What you will do:
Using the records below, quote only the span that opens with the line containing "Target: boat window" and closes with the line containing "line, e.g. (400,224).", exactly and inclusively.
────────────────────
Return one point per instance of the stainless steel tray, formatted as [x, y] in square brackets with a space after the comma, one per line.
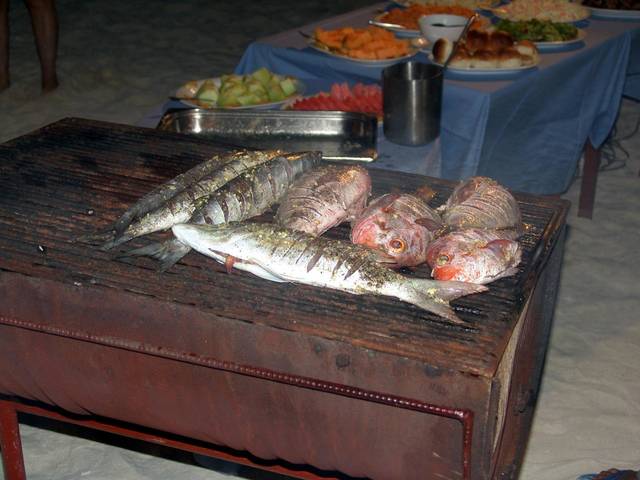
[338, 135]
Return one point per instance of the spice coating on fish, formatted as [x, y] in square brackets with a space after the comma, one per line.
[474, 255]
[480, 202]
[180, 208]
[324, 198]
[278, 254]
[246, 196]
[399, 225]
[169, 189]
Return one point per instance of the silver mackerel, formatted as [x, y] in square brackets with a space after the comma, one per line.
[278, 254]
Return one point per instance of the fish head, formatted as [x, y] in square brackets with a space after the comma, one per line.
[382, 228]
[472, 256]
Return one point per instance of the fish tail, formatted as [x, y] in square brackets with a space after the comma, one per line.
[435, 296]
[168, 253]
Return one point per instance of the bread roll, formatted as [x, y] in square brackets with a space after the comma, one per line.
[442, 49]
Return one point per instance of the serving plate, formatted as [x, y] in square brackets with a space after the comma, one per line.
[187, 92]
[385, 62]
[474, 5]
[504, 13]
[480, 73]
[614, 14]
[561, 44]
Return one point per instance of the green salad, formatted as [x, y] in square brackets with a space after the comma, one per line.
[538, 30]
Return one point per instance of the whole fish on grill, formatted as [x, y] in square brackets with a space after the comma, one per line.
[278, 254]
[400, 225]
[246, 196]
[171, 188]
[181, 207]
[325, 197]
[474, 255]
[481, 202]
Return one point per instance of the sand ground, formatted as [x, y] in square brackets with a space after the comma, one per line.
[120, 59]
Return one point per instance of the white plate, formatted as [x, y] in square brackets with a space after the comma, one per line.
[187, 91]
[379, 22]
[363, 61]
[479, 4]
[615, 14]
[561, 45]
[483, 72]
[503, 12]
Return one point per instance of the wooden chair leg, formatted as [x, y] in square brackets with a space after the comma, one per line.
[10, 443]
[589, 179]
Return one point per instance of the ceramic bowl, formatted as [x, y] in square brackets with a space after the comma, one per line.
[438, 26]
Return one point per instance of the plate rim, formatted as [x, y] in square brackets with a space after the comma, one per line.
[486, 72]
[496, 12]
[300, 88]
[614, 13]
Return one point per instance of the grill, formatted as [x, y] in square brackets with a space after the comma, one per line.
[76, 177]
[334, 371]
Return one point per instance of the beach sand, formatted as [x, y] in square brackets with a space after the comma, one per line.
[119, 60]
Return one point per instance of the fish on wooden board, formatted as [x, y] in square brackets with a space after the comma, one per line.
[399, 224]
[181, 207]
[474, 255]
[282, 255]
[246, 196]
[481, 202]
[325, 197]
[159, 195]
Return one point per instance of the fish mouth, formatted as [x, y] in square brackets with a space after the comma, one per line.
[447, 273]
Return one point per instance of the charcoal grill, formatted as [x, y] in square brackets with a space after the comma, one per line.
[368, 386]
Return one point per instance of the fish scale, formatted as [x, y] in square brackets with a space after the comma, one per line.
[275, 253]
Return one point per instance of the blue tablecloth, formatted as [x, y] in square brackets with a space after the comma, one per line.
[528, 132]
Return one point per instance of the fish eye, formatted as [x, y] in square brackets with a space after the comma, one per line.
[397, 245]
[443, 260]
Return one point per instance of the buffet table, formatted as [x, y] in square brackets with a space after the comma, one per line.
[527, 130]
[285, 377]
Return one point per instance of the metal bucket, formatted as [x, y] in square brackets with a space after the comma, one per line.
[412, 102]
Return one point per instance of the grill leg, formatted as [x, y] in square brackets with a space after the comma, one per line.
[589, 178]
[10, 444]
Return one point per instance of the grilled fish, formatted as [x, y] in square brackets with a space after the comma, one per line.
[474, 255]
[181, 208]
[278, 254]
[324, 198]
[246, 196]
[170, 189]
[401, 225]
[480, 202]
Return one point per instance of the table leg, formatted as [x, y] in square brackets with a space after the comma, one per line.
[12, 459]
[589, 179]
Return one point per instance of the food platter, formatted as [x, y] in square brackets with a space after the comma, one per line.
[486, 73]
[473, 4]
[384, 62]
[563, 44]
[378, 21]
[186, 94]
[505, 13]
[614, 14]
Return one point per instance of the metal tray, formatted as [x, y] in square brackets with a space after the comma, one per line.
[339, 135]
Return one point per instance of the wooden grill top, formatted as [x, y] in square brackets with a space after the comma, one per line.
[76, 176]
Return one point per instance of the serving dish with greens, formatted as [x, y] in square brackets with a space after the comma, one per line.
[544, 33]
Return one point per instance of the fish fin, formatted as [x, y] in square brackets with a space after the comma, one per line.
[425, 193]
[429, 223]
[434, 296]
[168, 253]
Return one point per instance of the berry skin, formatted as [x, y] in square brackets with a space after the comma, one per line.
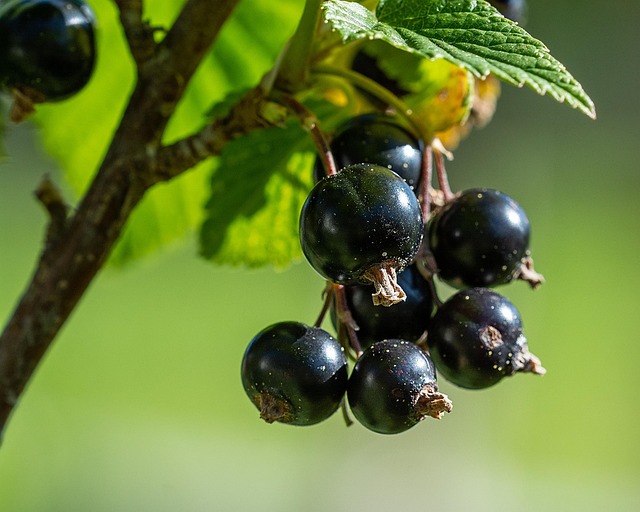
[361, 226]
[393, 387]
[476, 339]
[47, 47]
[407, 320]
[481, 238]
[376, 139]
[515, 10]
[294, 373]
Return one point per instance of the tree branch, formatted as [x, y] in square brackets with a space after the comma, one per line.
[84, 241]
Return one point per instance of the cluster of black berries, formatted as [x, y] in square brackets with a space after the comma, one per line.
[47, 50]
[378, 233]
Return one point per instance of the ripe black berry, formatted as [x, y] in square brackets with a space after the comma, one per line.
[476, 339]
[294, 373]
[513, 9]
[47, 47]
[360, 226]
[407, 320]
[481, 238]
[393, 387]
[376, 139]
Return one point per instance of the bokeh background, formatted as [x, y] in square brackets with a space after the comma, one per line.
[139, 405]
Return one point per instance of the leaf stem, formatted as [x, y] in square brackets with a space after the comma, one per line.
[376, 90]
[310, 122]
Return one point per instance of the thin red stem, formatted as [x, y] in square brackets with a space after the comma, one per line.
[443, 179]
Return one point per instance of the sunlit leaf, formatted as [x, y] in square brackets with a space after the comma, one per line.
[468, 33]
[257, 192]
[77, 131]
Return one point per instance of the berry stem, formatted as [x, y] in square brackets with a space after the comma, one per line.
[310, 123]
[527, 273]
[443, 179]
[432, 403]
[376, 90]
[426, 172]
[327, 294]
[387, 290]
[345, 319]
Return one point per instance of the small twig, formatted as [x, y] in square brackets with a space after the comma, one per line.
[138, 32]
[52, 200]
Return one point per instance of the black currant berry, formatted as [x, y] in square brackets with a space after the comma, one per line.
[47, 47]
[294, 373]
[376, 139]
[407, 320]
[515, 10]
[481, 238]
[393, 386]
[361, 226]
[476, 339]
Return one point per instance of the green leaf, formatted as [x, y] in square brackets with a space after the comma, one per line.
[257, 192]
[77, 131]
[468, 33]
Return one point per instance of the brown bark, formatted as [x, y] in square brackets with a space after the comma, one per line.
[76, 247]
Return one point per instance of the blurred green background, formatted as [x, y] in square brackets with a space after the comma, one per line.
[139, 405]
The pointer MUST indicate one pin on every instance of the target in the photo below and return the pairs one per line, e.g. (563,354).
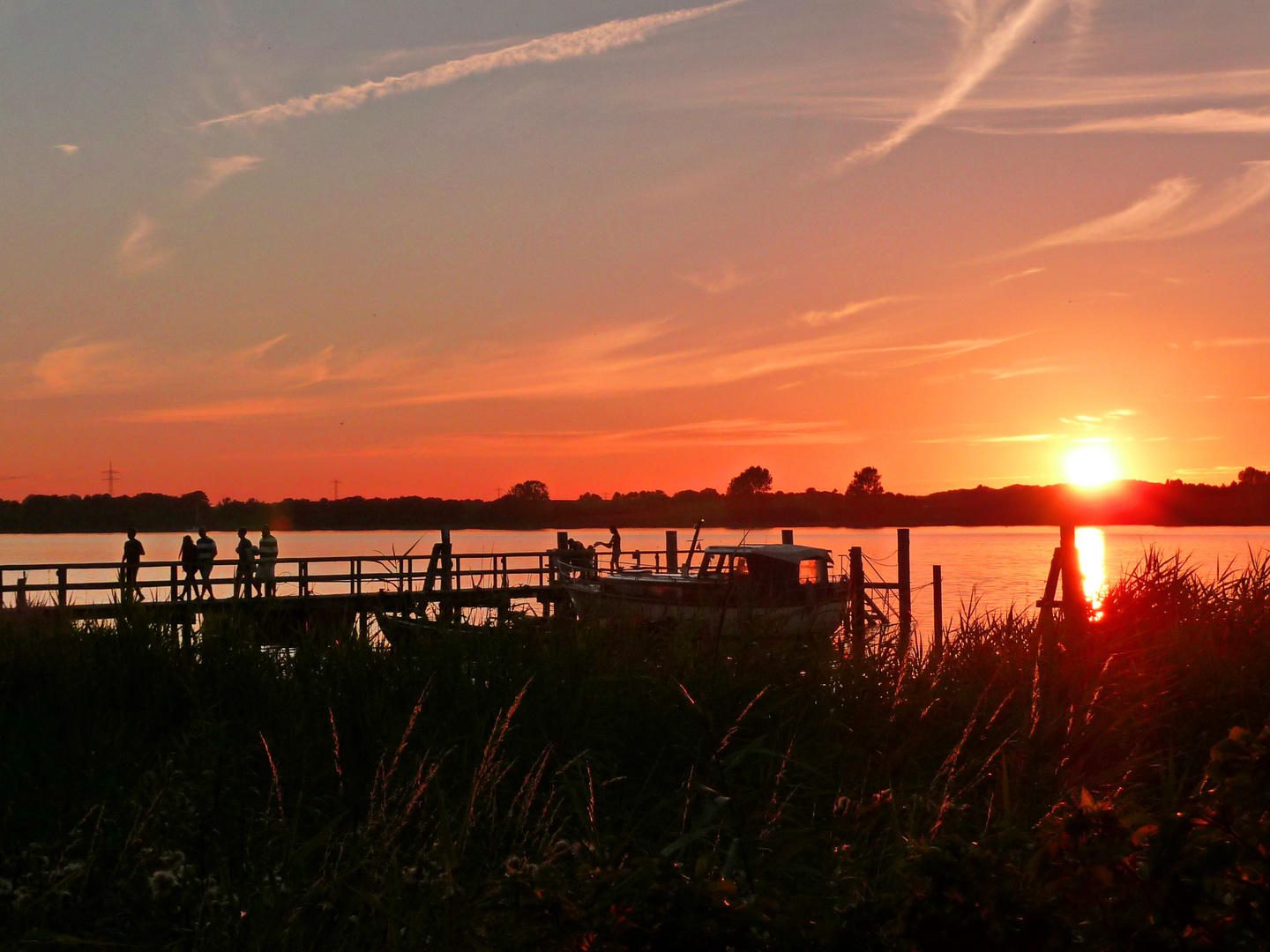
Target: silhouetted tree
(866,482)
(750,481)
(530,490)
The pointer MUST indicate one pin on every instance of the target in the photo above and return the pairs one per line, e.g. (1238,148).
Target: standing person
(132,553)
(245,569)
(206,548)
(615,547)
(190,564)
(268,548)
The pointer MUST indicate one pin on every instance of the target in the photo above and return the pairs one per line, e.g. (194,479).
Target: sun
(1091,466)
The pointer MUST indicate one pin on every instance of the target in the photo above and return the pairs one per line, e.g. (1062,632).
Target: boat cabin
(767,566)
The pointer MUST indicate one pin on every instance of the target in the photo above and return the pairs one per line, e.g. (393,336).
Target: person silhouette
(614,546)
(132,553)
(190,564)
(206,548)
(245,568)
(268,550)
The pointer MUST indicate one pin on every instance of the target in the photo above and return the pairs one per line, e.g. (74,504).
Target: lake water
(998,565)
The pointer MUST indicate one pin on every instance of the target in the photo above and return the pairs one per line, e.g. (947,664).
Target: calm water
(1002,566)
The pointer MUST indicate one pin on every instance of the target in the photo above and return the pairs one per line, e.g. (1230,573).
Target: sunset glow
(630,244)
(1091,466)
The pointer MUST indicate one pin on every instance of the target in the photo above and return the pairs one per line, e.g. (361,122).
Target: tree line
(750,504)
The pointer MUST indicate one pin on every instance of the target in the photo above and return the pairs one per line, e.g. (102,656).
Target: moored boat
(781,589)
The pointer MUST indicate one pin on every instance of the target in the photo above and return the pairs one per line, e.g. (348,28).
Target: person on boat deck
(268,550)
(245,569)
(614,546)
(206,548)
(190,564)
(132,553)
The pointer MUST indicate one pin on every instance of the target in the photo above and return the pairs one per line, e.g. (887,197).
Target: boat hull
(814,614)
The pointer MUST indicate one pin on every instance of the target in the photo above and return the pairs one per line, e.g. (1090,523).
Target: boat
(779,589)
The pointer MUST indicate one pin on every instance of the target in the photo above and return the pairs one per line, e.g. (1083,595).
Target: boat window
(811,571)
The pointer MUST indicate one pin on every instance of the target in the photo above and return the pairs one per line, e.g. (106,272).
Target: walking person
(206,550)
(190,565)
(132,553)
(245,568)
(615,547)
(268,550)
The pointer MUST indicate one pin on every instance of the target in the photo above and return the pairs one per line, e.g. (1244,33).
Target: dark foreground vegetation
(1128,502)
(576,788)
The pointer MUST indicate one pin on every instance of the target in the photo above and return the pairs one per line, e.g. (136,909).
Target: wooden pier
(354,588)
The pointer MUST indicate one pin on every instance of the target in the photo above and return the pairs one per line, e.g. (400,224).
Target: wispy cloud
(816,319)
(591,41)
(1195,122)
(1021,438)
(1168,211)
(1024,273)
(718,282)
(216,170)
(1233,342)
(140,251)
(984,57)
(86,368)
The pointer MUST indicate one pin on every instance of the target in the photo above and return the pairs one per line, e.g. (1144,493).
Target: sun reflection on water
(1090,547)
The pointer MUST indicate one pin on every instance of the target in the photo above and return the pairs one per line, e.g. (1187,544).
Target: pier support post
(447,577)
(857,602)
(903,554)
(938,594)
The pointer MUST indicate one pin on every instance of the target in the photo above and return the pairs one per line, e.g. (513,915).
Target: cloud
(817,319)
(1024,273)
(216,170)
(990,54)
(591,41)
(1233,342)
(718,283)
(86,368)
(1168,211)
(140,253)
(1197,122)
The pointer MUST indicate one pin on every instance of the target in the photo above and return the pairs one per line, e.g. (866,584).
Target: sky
(438,248)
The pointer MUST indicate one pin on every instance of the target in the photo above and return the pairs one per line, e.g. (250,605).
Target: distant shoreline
────────────────────
Response below:
Target: boat window
(811,571)
The pointer MUST indicate one pin on every instance of the target in the photo above and return the pairs one per line, e.g. (106,272).
Target: walking person
(206,550)
(190,565)
(132,553)
(245,568)
(615,547)
(268,550)
The pointer MUST indicate one pin on every instance of the target in the photo above and return the pairs one per line, e.g. (1244,33).
Target: dark foreground vegetation
(1128,502)
(576,788)
The pointer MUST indicate one pin on every instance of the target in the photo above and return the pairs one per line, e.g. (136,909).
Target: wooden pier
(354,588)
The pointer MUST indicate one pin on every instance of the target in the photo above and return the pairs one per line, e.g. (400,224).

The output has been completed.